**Work to complete**. Your copy of the material must match it exactly, except that pictures are dropped.

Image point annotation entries
· · · ·
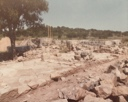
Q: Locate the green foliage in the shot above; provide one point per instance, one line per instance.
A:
(17, 14)
(70, 33)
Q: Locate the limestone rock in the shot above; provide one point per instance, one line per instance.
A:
(89, 98)
(126, 71)
(60, 100)
(104, 91)
(73, 93)
(122, 99)
(120, 90)
(20, 58)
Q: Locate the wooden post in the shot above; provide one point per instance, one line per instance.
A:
(48, 31)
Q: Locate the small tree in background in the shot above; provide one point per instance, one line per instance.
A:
(16, 14)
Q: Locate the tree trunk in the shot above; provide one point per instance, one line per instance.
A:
(12, 38)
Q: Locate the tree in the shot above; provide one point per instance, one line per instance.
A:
(18, 14)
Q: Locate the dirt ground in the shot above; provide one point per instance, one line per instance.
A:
(38, 77)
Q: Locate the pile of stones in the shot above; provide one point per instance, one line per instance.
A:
(83, 55)
(111, 86)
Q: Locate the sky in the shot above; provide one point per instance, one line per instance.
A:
(88, 14)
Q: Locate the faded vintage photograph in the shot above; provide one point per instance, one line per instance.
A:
(63, 50)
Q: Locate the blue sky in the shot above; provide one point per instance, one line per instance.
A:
(88, 14)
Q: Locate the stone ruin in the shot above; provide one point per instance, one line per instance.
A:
(111, 86)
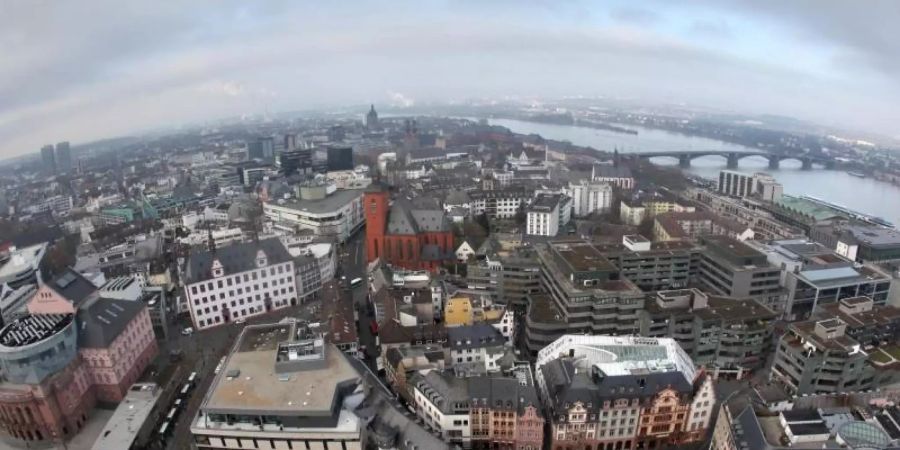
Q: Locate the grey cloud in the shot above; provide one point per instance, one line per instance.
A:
(126, 67)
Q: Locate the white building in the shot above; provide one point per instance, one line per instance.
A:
(499, 203)
(589, 197)
(238, 281)
(614, 175)
(761, 185)
(547, 214)
(464, 251)
(59, 205)
(282, 387)
(123, 288)
(477, 348)
(326, 211)
(22, 266)
(14, 301)
(442, 407)
(618, 355)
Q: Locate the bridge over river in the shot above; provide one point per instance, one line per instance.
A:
(733, 157)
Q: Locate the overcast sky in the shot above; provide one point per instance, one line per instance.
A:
(89, 69)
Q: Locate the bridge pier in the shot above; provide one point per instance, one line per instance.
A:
(732, 161)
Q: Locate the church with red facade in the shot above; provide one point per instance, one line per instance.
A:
(408, 233)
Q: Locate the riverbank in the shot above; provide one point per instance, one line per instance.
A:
(868, 195)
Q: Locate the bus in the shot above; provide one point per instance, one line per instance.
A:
(185, 390)
(172, 413)
(164, 430)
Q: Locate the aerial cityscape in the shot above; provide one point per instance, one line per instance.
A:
(212, 236)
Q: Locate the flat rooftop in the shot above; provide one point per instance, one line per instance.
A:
(875, 236)
(21, 260)
(542, 310)
(840, 275)
(582, 257)
(129, 417)
(731, 247)
(249, 382)
(329, 204)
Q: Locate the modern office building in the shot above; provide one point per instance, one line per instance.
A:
(829, 281)
(584, 294)
(327, 211)
(868, 243)
(372, 119)
(296, 161)
(133, 423)
(21, 266)
(484, 411)
(339, 158)
(606, 392)
(654, 266)
(262, 149)
(734, 183)
(239, 281)
(281, 386)
(823, 356)
(589, 197)
(620, 177)
(48, 160)
(546, 214)
(408, 233)
(726, 336)
(501, 203)
(508, 279)
(731, 268)
(289, 143)
(63, 157)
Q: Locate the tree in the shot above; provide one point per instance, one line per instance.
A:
(483, 221)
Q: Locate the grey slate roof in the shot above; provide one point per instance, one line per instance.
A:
(102, 320)
(496, 392)
(607, 171)
(73, 286)
(565, 385)
(479, 335)
(235, 258)
(406, 218)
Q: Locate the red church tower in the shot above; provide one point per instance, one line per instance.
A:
(376, 203)
(410, 233)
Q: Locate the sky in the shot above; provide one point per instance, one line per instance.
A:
(81, 70)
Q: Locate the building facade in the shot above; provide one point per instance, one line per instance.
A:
(481, 412)
(405, 233)
(281, 386)
(589, 198)
(325, 211)
(239, 281)
(623, 393)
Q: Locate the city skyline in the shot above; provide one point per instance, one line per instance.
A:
(107, 69)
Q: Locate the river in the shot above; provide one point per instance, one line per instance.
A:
(861, 194)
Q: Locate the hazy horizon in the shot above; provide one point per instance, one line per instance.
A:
(96, 69)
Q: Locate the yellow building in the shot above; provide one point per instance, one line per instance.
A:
(458, 312)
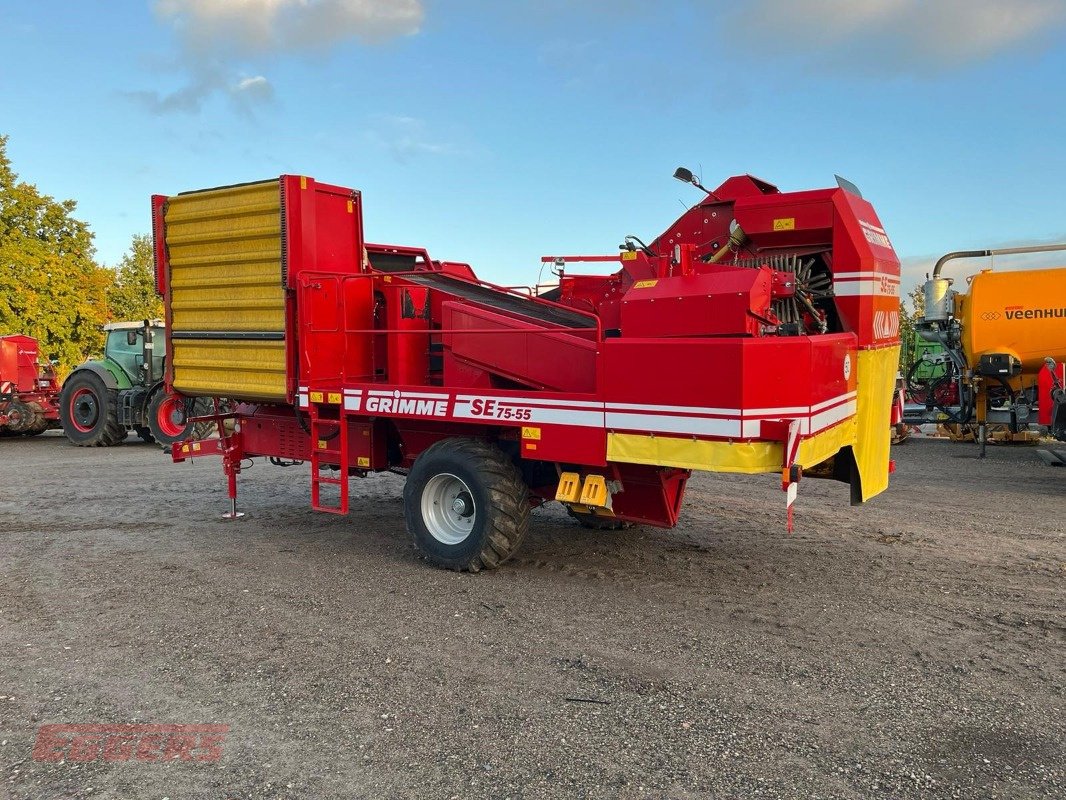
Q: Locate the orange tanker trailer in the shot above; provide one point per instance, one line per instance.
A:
(1003, 341)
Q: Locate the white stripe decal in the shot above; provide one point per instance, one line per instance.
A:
(464, 409)
(834, 401)
(867, 275)
(413, 395)
(533, 401)
(861, 288)
(662, 424)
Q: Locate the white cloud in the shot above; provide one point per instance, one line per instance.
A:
(219, 36)
(902, 35)
(406, 138)
(271, 26)
(244, 93)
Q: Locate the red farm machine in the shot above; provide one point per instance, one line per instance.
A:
(29, 390)
(757, 334)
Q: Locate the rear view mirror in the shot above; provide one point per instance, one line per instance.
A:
(683, 174)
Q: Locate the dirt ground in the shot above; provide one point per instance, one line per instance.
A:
(911, 648)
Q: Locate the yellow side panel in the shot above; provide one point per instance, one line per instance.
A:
(205, 367)
(875, 379)
(726, 457)
(225, 257)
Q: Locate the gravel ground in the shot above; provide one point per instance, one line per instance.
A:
(911, 648)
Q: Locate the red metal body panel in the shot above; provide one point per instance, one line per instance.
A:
(393, 351)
· · · ·
**Full output**.
Q: Locate the green foliage in the shot above; provide one point per instance, one line per instance.
A:
(17, 14)
(70, 33)
Q: Locate the limestone rock in the shot above; provide one point per instance, one line per instance.
A:
(89, 98)
(126, 71)
(60, 100)
(104, 91)
(73, 93)
(122, 99)
(120, 90)
(20, 58)
Q: Locate the wooden post in the shot above; provide one point per instance, one line per instance.
A:
(48, 31)
Q: Locate the small tree in background in the shot above; provide one point per instance, one line per instance.
A:
(16, 14)
Q: Locate the tree trunk in the shot above; provide one point per instance, one line per instance.
A:
(12, 38)
Q: Locate the tree in the shot above; provide one point per instance, one line per instance.
A:
(18, 14)
Q: Locate the dirt ground in the shot above; provide one point per instance, one line per instance.
A:
(38, 77)
Q: Locate the pile of stones in the shot above; provide one point per instance, one line per instance.
A:
(83, 55)
(111, 86)
Q: Locate the sky in the shot above; provide one point per instance, one line per instance.
A:
(88, 14)
Q: Locate the faded vintage photograph in the shot above; provide one point per instance, one line per instance.
A:
(63, 50)
Q: Locate the blue sky in the shot above; provide one point per instance, one line per instance.
A:
(88, 14)
Q: Locate the stone ruin in the shot above; provide one point per instance, one line per instance.
A:
(111, 86)
Q: Locate the grey cloud in the shot above; provide one point per instance, one line per instance.
A:
(126, 67)
Q: Locate the white building in the shot above; provide one point per instance, one line per instance.
A:
(499, 203)
(589, 197)
(238, 281)
(614, 175)
(761, 185)
(547, 214)
(464, 251)
(59, 205)
(282, 387)
(123, 288)
(477, 348)
(326, 211)
(22, 266)
(14, 301)
(442, 407)
(618, 355)
Q: Locate the bridge over river in the shot above; provide one point per instance, one line per instance.
A:
(733, 157)
Q: Locate the overcast sky in the shot above; provide one point per instance, one line per instance.
A:
(89, 69)
Q: Locate the bridge pier in the shot above; provide one point per instance, one line per instance.
A:
(732, 161)
Q: Locate the church with red facade in the shot above; provide one point per instance, one line per instance.
A:
(408, 233)
Q: Locate the riverbank in the shot above; provide one point per instance, one line per instance.
A:
(868, 195)
Q: Locate the bus in the shot above; provide one point per instance, one line per instance.
A:
(185, 390)
(172, 413)
(164, 430)
Q: Locate the aerial cityscape in the shot above; provide one point per instance, one line per instance.
A:
(212, 236)
Q: Locate the flat rooftop in the shot above; provide one point per instance, one line per instance.
A:
(875, 236)
(21, 260)
(542, 310)
(840, 275)
(582, 257)
(129, 417)
(731, 247)
(249, 382)
(329, 204)
Q: Locate the modern office building in the shot above; provide one point per instance, one line per instance.
A:
(829, 281)
(584, 294)
(327, 211)
(868, 243)
(372, 119)
(296, 161)
(133, 423)
(21, 266)
(484, 411)
(339, 158)
(606, 392)
(654, 266)
(262, 149)
(734, 183)
(239, 281)
(281, 386)
(823, 356)
(589, 197)
(620, 177)
(48, 160)
(546, 214)
(408, 233)
(726, 336)
(501, 203)
(508, 279)
(731, 268)
(289, 143)
(63, 157)
Q: Locate the tree in the shot above; provide one point per instance, one line per instance.
A:
(483, 221)
Q: Locate the grey slate roof in the shot above; provide one point per instance, one line per instance.
A:
(102, 320)
(496, 392)
(607, 171)
(73, 286)
(565, 385)
(479, 335)
(235, 258)
(406, 218)
Q: Locate the red church tower in the shot above; provide one point per instance, one line per instance.
A:
(376, 203)
(410, 233)
Q: Locate the sky in the shot above; provide one point per instance, one line per instance.
A:
(81, 70)
Q: Locate the building facade in the shot above; provide one point per instance, one line per instance.
A:
(481, 412)
(405, 233)
(281, 386)
(589, 198)
(325, 211)
(239, 281)
(623, 393)
Q: Locate the city skyline in the shot above; provide one point per instance, one line per instance.
A:
(107, 69)
Q: Locate the river in the shot above; provide one point per instance, one line per instance.
A:
(861, 194)
Q: Locate the hazy horizon in the shot above; provide one point per instance, one line per instance.
A:
(96, 69)
Q: Locate the yellow building in the shot above; provide one point per instance, one line per instance.
A:
(458, 312)
Q: Locate the orange tanker trailer in the shot above; provide one point per instance, one line per instance.
A:
(1003, 341)
Q: Locate the white stripe decal in the shot above; provide one point per instance, one line per instance.
A:
(464, 409)
(834, 401)
(867, 275)
(413, 395)
(533, 401)
(861, 288)
(662, 424)
Q: Locate the white cloud in the shot above; provide one point per instance, one line per instance.
A:
(219, 36)
(902, 35)
(406, 138)
(271, 26)
(244, 93)
Q: Locate the red farm machine in the shot above; provide one point per instance, one line per instance.
A:
(29, 390)
(757, 334)
Q: Locate the rear view mirror in the shot above; provide one point per instance, one line per instance.
A:
(683, 174)
Q: Locate the dirt ground in the shot above; provide one point per instance, one line per instance.
A:
(911, 648)
Q: Locate the yellow side panel in the shot above; provide one point per instance, one line per instance.
A:
(205, 367)
(875, 379)
(726, 457)
(225, 257)
Q: Locate the gravel ground in the shot above; provide one point per instance, one line per instance.
A:
(911, 648)
Q: Locate the red metal body panel in the shot above; provide one point per instance, one line per instance.
A:
(393, 351)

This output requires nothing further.